--- Документ ---
Министерство пропаганды придерживалось более осторожной позиции. В июле, когда Гитлер, выступая в рейхстаге, посоветовал англичанам закончить войну и заключить мир с Германией, газеты получили директиву не создавать у читателей впечатление, что высадка в Англии вот-вот произойдет, поскольку британское правительство не проявило интереса к предложению фюрера. Через две недели после этого снова было сделано предупреждение газетам не писать в специальных выпусках новостей, что решающее наступление на Англию уже началось. Было дано разъяснение, что время нанесения решающего удара будет определено лично фюрером, поскольку только он, с его гениальной проницательностью и чутьем, способен решить эту ответственную задачу.

--- Задание 1 ---
Перечислите в порядке упоминания все органы власти и государственные учреждения, которые названы во фрагменте о министерстве пропаганды.
--- Задание 2 ---
Продолжите фрагмент о министерстве пропаганды с того места, где он заканчивается.

--- Исходные данные ---

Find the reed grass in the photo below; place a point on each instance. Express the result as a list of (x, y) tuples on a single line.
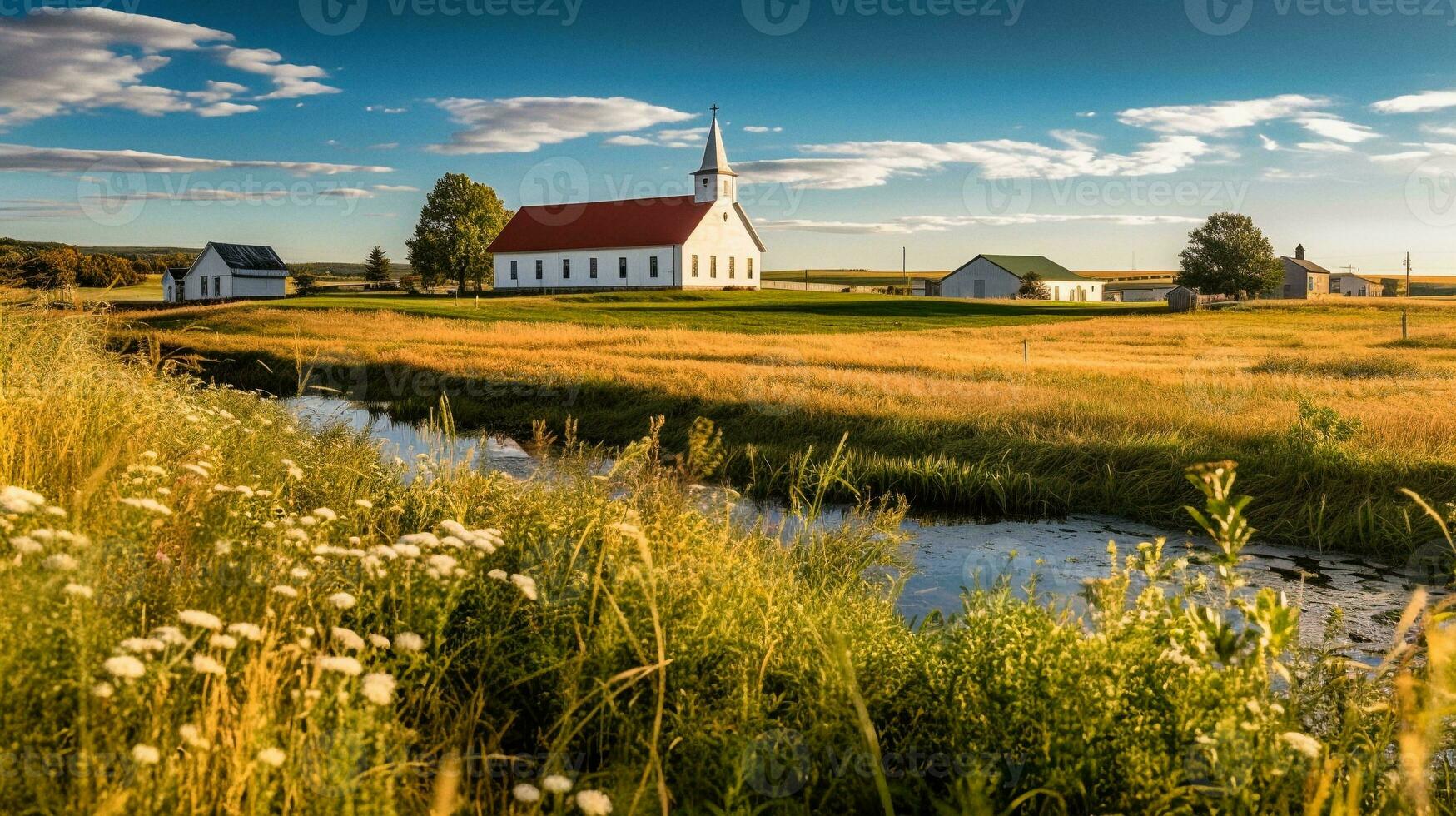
[(465, 643)]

--- Результат выполнения 1 ---
Министерство пропаганды, рейхстаг, британское правительство.

--- Результат выполнения 2 ---
В сентябре 1940 года германские газеты опубликовали ужасающие сообщения о пожарах в разбомбленной английской столице и о бедствиях ее жителей, и министерство снова предупредило журналистов о том, что не стоит слишком настойчиво развивать эту тему. Газетам посоветовали не расписывать панику в Лондоне и не убеждать читателей в том, что моральный дух лондонцев уже сломлен. «Какой бы мрачной ни казалась ситуация в Лондоне и какие бы сенсационные подробности ни обнаруживались при этом, следует строго избегать любых предсказаний и предположений о будущих событиях. Хребет Англии еще не сломан, и она еще сохраняет волю и способность продолжать войну», – гласила директива министерства.

Потом оказалось, что германские люфтваффе проиграли «битву за Англию», и в Министерстве пропаганды поняли, что драматические отчеты германских газет об объятых пожарами домах и целых улицах, о переполненных станциях метро и ненадежных бомбоубежищах не дают, при всей их яркости, правдивой картины событий. Поэтому в начале декабря германские периодические издания получили указание не помещать столь впечатляющих описаний ситуации в Англии, если по ним могут быть сделаны неверные выводы о моральном духе и стойкости англичан: «Население Германии не должно полагать, что сопротивление Англии будет сломлено уже через несколько недель».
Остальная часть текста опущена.